**Record list:**
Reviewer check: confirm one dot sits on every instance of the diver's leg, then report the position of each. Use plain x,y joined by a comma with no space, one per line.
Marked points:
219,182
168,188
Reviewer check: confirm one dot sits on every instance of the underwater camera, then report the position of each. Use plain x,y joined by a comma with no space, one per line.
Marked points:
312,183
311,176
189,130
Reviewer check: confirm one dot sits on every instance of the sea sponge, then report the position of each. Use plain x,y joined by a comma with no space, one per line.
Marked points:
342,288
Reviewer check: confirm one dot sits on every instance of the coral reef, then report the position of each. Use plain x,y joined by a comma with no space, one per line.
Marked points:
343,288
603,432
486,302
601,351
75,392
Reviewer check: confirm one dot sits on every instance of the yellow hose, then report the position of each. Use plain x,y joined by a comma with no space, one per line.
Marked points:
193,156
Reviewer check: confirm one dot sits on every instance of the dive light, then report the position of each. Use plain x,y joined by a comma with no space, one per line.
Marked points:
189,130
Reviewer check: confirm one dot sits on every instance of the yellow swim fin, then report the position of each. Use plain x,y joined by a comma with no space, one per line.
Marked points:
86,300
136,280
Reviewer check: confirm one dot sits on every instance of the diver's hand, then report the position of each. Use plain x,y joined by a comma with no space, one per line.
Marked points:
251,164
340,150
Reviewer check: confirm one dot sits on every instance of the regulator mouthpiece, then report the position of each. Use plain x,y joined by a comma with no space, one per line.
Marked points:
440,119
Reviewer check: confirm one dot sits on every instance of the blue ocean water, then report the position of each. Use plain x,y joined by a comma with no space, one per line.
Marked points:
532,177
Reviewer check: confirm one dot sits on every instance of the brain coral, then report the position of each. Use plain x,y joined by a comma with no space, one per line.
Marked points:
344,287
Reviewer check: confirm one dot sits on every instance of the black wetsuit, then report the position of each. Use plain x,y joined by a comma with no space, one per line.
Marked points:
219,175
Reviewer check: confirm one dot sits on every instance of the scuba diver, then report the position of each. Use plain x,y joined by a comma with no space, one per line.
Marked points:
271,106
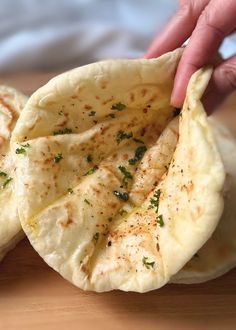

**Instruction:** Begin at the line that has "of the brain" and stop at the end of the records. Write out those lines again, requests included, adding 90 to every coordinate in the marked points, and leave out the pictures.

**Result of this task:**
Reviewer check: confirm one dot sits on every instance of the brain coral, then report the position of each. Use plain x,y joined by a comma with no space, one per line.
Marked points:
434,377
Reviewer check: confirm one dot sits on every instance of the black wetsuit, then report the position of each. Use plain x,y joined by a comma with no space, one per line.
Marked points:
309,265
Reviewer check: confirm one dot sits on every instance of the scuba diver, then report the position of each. Use plain x,y joined by a comma with no space, one per line.
Marked points:
361,196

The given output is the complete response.